Scientific classification
- Kingdom: Animalia
- Phylum: Chordata
- Class: Aves
- Order: Gruiformes
- Family: Rallidae
- Genus: Laterallus
- Species: L. levraudi
- Binomial name: Laterallus levraudi (Sclater, PL & Salvin, 1869)

= Rusty-flanked crake =

- Genus: Laterallus
- Species: levraudi
- Authority: (Sclater, PL & Salvin, 1869)
- Conservation status: VU

Species of bird

The rusty-flanked crake (Laterallus levraudi) is a Vulnerable species of bird in subfamily Rallinae of family Rallidae, the rails, gallinules, and coots. It is endemic to Venezuela.

==Taxonomy and systematics==

The rusty-flanked crake is monotypic. Some authors treat it and the rufous-sided crake (Laterallus melanophaius) as a superspecies.

==Description==

The rusty-flanked crake is 14 to 16.5 cm long. The sexes are alike. They have dark olive brown upperparts and red flanks. Their underparts are red except for a white throat and center of the breast.

==Distribution and habitat==

The rusty-flanked crake is found only in Venezuela north of the Orinoco River, mostly coastally and somewhat inland along the western flank of the Andes. It inhabits a variety of wet lowland landscapes including swamps, marshes, lagoons, lakeshores, and flooded pastures. In elevation it ranges from about 20 to 600 m.

==Behavior==
===Movement===

The rusty-flanked crake is not known to migrate.

===Feeding===

The rusty-flanked crake's foraging technique and diet have not been documented but are assumed to be similar to those of congeners. They usually forage on the ground or in shallow water, mostly for insects but also feeding on seeds.
::::::::::
Required tasks:
[A] Rewrite the paragraph of the passage on the rusty-flanked crake that begins "The rusty-flanked crake is found only in Venezuela" as a short bulleted list that keeps its main facts.
[B] From the passage on the rusty-flanked crake, reproduce the wording starting at "- Conservation status: VU" and ending at "of the breast.".
[C] Write what comes next in the passage on the rusty-flanked crake, picking up after its last sentence.
::::::::::
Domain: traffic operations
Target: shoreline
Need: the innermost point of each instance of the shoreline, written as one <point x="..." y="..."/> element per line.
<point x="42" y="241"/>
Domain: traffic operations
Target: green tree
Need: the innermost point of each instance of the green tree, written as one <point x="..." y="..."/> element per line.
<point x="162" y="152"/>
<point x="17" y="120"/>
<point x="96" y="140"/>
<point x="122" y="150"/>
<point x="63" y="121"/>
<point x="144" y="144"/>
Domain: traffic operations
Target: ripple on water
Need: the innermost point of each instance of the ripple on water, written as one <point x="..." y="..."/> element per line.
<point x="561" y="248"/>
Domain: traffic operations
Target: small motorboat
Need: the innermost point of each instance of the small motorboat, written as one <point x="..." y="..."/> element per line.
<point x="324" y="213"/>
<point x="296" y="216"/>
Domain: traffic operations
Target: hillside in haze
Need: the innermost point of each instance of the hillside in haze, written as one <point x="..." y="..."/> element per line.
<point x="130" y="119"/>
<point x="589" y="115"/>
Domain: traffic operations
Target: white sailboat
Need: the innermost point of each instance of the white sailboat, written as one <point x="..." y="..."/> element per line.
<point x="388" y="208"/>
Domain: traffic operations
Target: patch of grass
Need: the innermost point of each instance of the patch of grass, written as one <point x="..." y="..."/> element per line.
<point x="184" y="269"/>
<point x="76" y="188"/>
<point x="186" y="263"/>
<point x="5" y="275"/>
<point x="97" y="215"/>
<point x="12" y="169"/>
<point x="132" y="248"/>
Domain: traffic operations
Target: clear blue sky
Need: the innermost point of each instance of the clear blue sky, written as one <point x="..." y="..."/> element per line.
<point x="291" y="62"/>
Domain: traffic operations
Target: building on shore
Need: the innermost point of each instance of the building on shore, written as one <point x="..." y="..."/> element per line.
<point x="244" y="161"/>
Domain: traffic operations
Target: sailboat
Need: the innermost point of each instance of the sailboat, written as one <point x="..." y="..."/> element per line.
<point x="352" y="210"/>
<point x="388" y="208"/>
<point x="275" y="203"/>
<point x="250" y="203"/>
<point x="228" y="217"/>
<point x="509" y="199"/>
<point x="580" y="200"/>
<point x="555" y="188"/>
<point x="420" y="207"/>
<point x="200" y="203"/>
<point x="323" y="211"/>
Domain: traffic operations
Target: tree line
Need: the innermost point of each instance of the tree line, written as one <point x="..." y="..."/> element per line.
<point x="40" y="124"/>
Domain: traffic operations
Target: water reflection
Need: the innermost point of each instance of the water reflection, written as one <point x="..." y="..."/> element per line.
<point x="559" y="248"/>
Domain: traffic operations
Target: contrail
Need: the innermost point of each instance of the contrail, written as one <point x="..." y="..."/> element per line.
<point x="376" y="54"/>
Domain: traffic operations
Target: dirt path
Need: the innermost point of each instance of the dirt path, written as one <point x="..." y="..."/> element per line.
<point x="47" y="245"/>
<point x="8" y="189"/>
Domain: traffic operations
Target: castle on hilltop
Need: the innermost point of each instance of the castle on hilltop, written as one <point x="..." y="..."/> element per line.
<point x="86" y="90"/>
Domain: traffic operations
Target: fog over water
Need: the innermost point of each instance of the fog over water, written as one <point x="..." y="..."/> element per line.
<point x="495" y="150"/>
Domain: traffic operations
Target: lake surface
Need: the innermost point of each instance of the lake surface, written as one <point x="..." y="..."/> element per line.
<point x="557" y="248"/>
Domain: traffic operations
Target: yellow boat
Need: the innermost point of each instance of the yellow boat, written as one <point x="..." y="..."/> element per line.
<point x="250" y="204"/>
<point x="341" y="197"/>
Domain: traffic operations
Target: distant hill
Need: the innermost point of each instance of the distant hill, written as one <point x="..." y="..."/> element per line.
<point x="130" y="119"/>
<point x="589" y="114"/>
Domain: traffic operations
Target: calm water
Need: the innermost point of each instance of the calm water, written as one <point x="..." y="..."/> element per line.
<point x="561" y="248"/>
::::::::::
Answers to the problems:
[A]
- Found only in Venezuela, north of the Orinoco River
- Mostly near the coast, and somewhat inland along the western flank of the Andes
- Lives in wet lowlands such as swamps, marshes, lagoons, lakeshores, and flooded pastures
- Occurs at elevations of about 20 to 600 m

[B]
- Conservation status: VU

Species of bird

The rusty-flanked crake (Laterallus levraudi) is a Vulnerable species of bird in subfamily Rallinae of family Rallidae, the rails, gallinules, and coots. It is endemic to Venezuela.

==Taxonomy and systematics==

The rusty-flanked crake is monotypic. Some authors treat it and the rufous-sided crake (Laterallus melanophaius) as a superspecies.

==Description==

The rusty-flanked crake is 14 to 16.5 cm long. The sexes are alike. They have dark olive brown upperparts and red flanks. Their underparts are red except for a white throat and center of the breast.

[C]
===Breeding===

Nothing is known about the rusty-flanked crake's breeding biology.

===Vocalization===

The rusty-flanked crake's song is "an abrupt, loose churring" sometimes preceded by single notes: "ti ... ti .. ti.ti.trrrrrrrrrrrrrr". It is especially vocal during the morning, and in May to July.

==Status==

The IUCN originally assessed the rusty-flanked crake in 1988 as Threatened, then in 1994 as Vulnerable and in 2000 as Endangered. In 2018 it was again assessed as Vulnerable. It has a limited range which is however larger than thought in the past. Its estimated population of between 1000 and 2500 mature individuals is believed to be decreasing. Degradation and destruction of its habitat by industrial waste, tourist development, agriculture, and dam expansion are the principal threats. It appears to be locally common and "conversion of largely-forested regions to pastureland with water-bodies may favour this crake."